[Detection examples]
───

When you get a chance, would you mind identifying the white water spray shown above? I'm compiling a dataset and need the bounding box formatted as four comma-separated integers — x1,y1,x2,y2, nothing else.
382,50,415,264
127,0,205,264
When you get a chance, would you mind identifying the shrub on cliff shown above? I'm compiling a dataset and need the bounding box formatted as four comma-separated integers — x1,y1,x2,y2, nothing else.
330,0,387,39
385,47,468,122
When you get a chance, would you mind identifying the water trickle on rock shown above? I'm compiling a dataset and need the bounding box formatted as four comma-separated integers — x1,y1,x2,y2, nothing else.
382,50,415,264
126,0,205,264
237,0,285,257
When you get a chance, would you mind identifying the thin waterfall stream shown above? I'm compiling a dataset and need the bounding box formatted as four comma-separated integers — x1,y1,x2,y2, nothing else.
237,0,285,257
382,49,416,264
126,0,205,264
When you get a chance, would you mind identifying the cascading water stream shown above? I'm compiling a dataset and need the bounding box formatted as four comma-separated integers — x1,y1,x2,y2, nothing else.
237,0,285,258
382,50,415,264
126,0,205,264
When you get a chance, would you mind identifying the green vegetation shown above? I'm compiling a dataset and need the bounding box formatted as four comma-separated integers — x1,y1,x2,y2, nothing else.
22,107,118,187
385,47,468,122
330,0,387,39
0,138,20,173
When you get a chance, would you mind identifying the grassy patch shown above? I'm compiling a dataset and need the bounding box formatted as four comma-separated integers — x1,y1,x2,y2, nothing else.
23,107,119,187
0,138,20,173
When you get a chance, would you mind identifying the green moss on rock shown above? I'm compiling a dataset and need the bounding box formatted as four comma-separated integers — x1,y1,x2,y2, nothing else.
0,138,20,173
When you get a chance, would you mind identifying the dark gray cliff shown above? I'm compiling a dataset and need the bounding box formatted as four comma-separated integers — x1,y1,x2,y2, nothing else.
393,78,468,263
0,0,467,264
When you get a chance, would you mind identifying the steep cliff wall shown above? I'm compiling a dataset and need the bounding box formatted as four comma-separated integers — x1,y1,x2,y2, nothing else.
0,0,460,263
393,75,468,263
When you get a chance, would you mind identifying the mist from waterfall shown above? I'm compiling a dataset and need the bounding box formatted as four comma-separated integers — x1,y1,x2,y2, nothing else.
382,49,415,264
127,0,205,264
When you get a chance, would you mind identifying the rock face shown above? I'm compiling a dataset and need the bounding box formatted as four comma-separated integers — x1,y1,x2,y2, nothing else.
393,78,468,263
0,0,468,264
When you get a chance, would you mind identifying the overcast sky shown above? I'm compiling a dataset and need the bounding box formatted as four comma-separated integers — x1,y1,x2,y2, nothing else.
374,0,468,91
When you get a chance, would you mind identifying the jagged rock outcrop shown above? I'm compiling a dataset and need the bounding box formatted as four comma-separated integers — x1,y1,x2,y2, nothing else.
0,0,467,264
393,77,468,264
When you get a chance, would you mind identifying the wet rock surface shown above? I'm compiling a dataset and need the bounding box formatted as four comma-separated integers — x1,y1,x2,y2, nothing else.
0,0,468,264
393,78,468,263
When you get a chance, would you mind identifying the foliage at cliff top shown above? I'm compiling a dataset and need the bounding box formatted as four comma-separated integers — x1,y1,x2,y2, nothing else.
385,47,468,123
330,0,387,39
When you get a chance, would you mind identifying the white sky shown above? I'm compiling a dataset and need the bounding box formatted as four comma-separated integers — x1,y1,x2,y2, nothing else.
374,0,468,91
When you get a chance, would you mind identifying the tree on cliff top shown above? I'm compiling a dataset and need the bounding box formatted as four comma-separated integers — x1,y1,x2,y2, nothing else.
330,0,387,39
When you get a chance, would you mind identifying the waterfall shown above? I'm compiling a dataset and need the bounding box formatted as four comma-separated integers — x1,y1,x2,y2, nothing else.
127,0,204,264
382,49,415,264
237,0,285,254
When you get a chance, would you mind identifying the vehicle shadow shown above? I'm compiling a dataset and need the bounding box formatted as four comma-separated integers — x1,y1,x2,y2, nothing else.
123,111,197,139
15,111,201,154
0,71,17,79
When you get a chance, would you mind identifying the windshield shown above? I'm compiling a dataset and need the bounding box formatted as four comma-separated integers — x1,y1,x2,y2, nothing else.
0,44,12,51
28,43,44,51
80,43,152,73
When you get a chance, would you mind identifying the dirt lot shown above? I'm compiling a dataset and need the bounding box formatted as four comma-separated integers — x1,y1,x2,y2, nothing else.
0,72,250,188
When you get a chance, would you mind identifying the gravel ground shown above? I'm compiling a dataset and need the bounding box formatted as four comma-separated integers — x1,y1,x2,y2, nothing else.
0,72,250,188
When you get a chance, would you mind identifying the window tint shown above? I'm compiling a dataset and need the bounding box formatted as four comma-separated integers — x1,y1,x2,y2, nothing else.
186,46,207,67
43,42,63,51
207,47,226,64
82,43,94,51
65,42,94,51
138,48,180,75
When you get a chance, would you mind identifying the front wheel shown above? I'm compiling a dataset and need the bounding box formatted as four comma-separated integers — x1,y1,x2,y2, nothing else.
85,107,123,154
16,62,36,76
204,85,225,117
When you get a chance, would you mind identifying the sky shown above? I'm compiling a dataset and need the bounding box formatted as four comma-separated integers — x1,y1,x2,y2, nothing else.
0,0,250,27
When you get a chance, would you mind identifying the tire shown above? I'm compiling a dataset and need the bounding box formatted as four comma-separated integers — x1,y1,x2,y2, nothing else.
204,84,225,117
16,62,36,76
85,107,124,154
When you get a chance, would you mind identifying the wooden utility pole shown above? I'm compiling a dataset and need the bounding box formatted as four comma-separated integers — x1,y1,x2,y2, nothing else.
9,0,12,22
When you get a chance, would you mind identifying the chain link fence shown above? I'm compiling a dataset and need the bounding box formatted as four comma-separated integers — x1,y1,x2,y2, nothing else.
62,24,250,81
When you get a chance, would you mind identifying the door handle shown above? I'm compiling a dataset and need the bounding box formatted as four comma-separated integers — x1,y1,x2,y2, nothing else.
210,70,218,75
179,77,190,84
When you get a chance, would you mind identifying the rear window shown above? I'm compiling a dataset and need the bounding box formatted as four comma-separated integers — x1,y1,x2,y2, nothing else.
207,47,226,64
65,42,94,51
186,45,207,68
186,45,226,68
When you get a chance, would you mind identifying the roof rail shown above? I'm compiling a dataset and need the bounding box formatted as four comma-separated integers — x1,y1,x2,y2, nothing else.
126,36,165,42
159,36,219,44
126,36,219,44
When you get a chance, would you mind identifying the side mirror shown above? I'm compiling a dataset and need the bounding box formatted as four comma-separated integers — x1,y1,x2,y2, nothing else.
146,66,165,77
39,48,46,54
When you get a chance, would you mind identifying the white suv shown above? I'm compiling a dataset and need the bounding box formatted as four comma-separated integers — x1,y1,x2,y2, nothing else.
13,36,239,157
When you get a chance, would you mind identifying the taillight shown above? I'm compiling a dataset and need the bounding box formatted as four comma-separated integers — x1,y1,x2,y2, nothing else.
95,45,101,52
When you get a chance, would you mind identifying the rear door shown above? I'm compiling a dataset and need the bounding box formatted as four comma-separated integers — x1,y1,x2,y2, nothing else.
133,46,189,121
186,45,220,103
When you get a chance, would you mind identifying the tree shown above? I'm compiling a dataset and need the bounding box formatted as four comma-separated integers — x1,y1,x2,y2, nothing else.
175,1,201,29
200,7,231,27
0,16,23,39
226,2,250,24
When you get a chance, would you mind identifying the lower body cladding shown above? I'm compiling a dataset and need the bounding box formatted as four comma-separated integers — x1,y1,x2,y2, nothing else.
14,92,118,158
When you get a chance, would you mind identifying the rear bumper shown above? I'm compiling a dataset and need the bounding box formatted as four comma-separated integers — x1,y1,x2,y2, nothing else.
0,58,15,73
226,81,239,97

───

▶ [Work to be completed]: Rescale the lines between the one holding "When you get a chance, would you mind identifying the overcast" and the one holding "393,77,468,264", inclusive: write them all out again, requests included, with every bounding box coordinate in the answers multiplied by 0.65 and rounded to the nearest whole number, halves rounding up.

▶ [The completed task]:
When you get a chance, would you mind identifying the overcast sky shown above? I'm compiling a dataset and need the bounding box formatted as four comma-separated integers — x1,y1,x2,y2, nothing else.
243,0,304,59
When you get a chance, would you mind identifying the jagged rock outcrop shown above? I'm compiling a dataset and need the bounding box formatted as four comma-separated integers — x1,y1,x2,y2, nothing else.
0,0,304,172
255,50,304,172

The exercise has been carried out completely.